### [COMPLETE THE FOLLOWING]
(1) Answer these questions from the reading text on the study's limitations:
(a) How many participants did the study include?
(b) How many subjects were in each matched group after PSM?
(c) What was the minimum time participants had to hold their face and palm in front of the camera?
(2) Reproduce word for word the part of the reading text on the study's limitations that opens with the words containing "Another aspect pertains" and closes with "measurement less intrusive.".

### [READING TEXT]
————————
This study does have several limitations. The technology employed requires comprehensive validation across diverse racial backgrounds and skin pigmentation levels to affirm its reliability and generalizability27. Our research was conducted exclusively with Japanese individuals aged 20 years or older, which raises questions about the universality of our findings across different ethnic groups. Moreover, the study's sample size, which was limited to 215 participants, underscores the need for larger-scale validations to ascertain the system's efficacy in broader populations, including both healthy individuals and those with various health conditions. There were significant differences in patient backgrounds between the initial hypertensive and non-hypertensive groups. To address this, we performed PSM, resulting in two matched groups of 66 subjects each. Despite these adjustments, there remains a possibility that hypertension detection could be influenced by other characteristics in blood flow, potentially due to other diseases or factors.

Another aspect pertains to the data acquisition method used in our study, which involved the simultaneous collection and analysis of palm and facial data. Participants were required to remain motionless while positioning their face and palm in front of the camera for a minimum of five seconds. This procedure needs simplification to practical use; for instance, a hypertension diagnosis might be facilitated by analyzing data from either the face or palm alone, leveraging variations in PTT within such specific regions. Furthermore, the development of a non-contact, motion-tolerant system capable of hypertension assessment in less than five seconds would significantly enhance convenience for both patients and healthcare providers, making BP measurement less intrusive.
————————
### [DATASET ENTRIES]
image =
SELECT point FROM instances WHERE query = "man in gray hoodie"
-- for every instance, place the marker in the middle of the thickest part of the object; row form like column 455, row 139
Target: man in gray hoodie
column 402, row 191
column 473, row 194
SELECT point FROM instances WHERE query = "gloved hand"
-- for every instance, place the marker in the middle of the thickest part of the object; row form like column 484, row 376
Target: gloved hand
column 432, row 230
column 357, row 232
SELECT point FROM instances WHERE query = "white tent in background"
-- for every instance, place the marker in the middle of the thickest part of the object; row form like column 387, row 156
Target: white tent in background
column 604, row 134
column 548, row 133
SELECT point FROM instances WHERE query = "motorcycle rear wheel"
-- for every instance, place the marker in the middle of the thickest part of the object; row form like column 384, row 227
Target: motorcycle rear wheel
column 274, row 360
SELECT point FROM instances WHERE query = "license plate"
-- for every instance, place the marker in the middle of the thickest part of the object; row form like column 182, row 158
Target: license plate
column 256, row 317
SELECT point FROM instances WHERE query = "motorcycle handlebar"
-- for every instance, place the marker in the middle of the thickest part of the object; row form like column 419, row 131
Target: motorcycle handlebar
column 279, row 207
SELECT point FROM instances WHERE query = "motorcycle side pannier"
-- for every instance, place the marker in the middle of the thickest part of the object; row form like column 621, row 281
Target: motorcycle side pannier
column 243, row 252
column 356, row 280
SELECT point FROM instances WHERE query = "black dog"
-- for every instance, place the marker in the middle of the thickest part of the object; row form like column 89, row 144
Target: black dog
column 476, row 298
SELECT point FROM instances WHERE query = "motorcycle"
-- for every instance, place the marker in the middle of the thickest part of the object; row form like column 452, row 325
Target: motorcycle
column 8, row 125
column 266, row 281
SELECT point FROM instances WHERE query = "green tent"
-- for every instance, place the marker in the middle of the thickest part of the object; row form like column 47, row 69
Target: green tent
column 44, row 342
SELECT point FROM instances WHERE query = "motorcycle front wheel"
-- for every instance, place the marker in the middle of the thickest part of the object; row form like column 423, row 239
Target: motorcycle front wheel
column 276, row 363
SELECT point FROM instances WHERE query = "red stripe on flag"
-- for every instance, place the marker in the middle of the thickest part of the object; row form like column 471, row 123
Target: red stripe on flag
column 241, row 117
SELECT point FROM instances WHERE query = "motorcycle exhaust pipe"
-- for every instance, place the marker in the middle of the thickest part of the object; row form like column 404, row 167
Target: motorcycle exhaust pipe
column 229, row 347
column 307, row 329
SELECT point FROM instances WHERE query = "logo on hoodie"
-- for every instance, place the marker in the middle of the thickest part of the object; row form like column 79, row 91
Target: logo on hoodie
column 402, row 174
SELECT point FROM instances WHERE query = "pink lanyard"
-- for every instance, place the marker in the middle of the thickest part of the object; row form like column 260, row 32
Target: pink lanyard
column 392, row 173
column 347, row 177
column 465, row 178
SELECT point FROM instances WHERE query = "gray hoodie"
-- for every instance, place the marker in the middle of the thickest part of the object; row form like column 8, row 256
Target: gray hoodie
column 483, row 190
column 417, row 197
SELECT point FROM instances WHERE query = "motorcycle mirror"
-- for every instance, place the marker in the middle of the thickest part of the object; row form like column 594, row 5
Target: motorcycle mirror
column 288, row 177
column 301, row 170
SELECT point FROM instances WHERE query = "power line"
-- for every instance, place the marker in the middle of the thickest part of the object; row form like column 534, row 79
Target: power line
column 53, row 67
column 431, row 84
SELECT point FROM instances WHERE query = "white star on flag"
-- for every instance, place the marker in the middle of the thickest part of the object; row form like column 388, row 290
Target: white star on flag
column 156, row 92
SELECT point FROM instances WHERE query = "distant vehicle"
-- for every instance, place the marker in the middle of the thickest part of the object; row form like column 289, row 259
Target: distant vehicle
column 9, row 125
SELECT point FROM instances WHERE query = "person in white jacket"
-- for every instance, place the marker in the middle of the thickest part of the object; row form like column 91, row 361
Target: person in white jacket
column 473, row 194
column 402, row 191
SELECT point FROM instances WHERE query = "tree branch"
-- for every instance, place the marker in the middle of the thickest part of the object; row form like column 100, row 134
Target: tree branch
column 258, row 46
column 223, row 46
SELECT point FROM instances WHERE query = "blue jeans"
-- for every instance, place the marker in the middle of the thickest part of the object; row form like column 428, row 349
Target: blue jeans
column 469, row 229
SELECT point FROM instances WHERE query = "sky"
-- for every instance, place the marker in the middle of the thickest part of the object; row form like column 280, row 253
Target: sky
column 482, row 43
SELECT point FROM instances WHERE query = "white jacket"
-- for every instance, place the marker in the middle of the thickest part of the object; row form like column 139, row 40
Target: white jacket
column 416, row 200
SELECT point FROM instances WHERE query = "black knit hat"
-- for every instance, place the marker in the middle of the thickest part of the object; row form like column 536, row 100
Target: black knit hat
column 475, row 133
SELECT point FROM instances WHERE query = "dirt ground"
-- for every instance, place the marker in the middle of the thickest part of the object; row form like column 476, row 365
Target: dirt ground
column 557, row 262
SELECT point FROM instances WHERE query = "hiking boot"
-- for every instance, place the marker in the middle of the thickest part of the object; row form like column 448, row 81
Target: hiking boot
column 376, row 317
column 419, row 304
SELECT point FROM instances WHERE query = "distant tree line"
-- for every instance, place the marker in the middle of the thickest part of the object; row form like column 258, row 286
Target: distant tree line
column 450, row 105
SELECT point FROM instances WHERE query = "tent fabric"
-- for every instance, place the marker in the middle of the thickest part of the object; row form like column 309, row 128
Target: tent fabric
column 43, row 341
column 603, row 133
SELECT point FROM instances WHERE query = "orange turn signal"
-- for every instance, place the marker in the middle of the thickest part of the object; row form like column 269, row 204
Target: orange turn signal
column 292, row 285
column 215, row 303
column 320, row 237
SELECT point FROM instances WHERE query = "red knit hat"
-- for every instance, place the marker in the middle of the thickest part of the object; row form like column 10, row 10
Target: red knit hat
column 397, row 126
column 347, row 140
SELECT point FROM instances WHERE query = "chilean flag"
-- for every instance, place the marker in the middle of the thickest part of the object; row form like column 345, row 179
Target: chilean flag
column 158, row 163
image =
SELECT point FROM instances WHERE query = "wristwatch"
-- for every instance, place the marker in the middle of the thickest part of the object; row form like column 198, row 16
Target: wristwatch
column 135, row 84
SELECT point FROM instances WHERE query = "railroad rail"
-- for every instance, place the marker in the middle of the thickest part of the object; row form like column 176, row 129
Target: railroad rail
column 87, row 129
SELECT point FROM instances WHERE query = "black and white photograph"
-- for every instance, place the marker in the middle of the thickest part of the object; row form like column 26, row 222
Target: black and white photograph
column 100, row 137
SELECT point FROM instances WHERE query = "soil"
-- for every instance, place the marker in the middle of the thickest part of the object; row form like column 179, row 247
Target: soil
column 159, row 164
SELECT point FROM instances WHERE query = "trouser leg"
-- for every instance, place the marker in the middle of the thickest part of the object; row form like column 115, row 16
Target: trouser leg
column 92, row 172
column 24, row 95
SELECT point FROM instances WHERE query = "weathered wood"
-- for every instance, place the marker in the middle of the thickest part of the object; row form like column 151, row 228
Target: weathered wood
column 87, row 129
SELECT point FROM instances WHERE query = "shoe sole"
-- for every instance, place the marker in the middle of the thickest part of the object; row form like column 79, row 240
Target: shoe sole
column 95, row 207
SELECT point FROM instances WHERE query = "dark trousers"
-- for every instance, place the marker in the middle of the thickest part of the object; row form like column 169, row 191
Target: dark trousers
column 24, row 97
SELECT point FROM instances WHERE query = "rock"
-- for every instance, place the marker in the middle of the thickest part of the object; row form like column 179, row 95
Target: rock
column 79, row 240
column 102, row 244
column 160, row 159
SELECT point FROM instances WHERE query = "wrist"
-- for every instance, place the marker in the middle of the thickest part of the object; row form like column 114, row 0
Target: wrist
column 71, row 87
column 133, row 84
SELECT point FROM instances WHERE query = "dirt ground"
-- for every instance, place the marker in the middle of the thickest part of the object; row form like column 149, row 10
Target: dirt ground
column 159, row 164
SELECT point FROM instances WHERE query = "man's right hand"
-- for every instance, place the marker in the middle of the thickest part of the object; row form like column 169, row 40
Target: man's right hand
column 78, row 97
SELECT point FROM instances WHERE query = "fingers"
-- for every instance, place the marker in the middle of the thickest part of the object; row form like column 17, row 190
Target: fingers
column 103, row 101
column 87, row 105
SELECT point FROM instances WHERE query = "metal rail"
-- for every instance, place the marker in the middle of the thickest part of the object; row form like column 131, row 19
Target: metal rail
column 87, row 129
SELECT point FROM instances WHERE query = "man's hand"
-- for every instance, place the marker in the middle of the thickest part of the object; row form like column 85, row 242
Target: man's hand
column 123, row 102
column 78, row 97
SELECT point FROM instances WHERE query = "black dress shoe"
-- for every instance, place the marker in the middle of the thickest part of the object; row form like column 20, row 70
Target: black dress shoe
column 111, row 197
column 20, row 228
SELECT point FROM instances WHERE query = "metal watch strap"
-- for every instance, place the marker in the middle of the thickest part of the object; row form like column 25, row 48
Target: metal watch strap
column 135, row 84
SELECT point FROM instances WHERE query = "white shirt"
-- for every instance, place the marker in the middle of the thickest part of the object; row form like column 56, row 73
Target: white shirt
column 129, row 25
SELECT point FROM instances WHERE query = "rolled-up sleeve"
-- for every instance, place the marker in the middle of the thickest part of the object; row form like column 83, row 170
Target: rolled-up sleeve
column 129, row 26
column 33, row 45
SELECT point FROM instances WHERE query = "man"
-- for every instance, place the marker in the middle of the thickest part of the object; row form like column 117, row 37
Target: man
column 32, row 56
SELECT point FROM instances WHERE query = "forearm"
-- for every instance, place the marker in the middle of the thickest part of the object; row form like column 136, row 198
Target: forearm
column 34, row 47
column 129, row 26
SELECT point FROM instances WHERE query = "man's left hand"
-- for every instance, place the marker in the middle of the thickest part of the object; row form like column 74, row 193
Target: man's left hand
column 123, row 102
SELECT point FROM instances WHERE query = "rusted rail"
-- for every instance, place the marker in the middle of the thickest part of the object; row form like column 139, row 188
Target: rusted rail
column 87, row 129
————————
### [RESULTS FOR EACH TASK]
(1)
(a) 215 participants
(b) 66 subjects
(c) five seconds

(2)
Another aspect pertains to the data acquisition method used in our study, which involved the simultaneous collection and analysis of palm and facial data. Participants were required to remain motionless while positioning their face and palm in front of the camera for a minimum of five seconds. This procedure needs simplification to practical use; for instance, a hypertension diagnosis might be facilitated by analyzing data from either the face or palm alone, leveraging variations in PTT within such specific regions. Furthermore, the development of a non-contact, motion-tolerant system capable of hypertension assessment in less than five seconds would significantly enhance convenience for both patients and healthcare providers, making BP measurement less intrusive.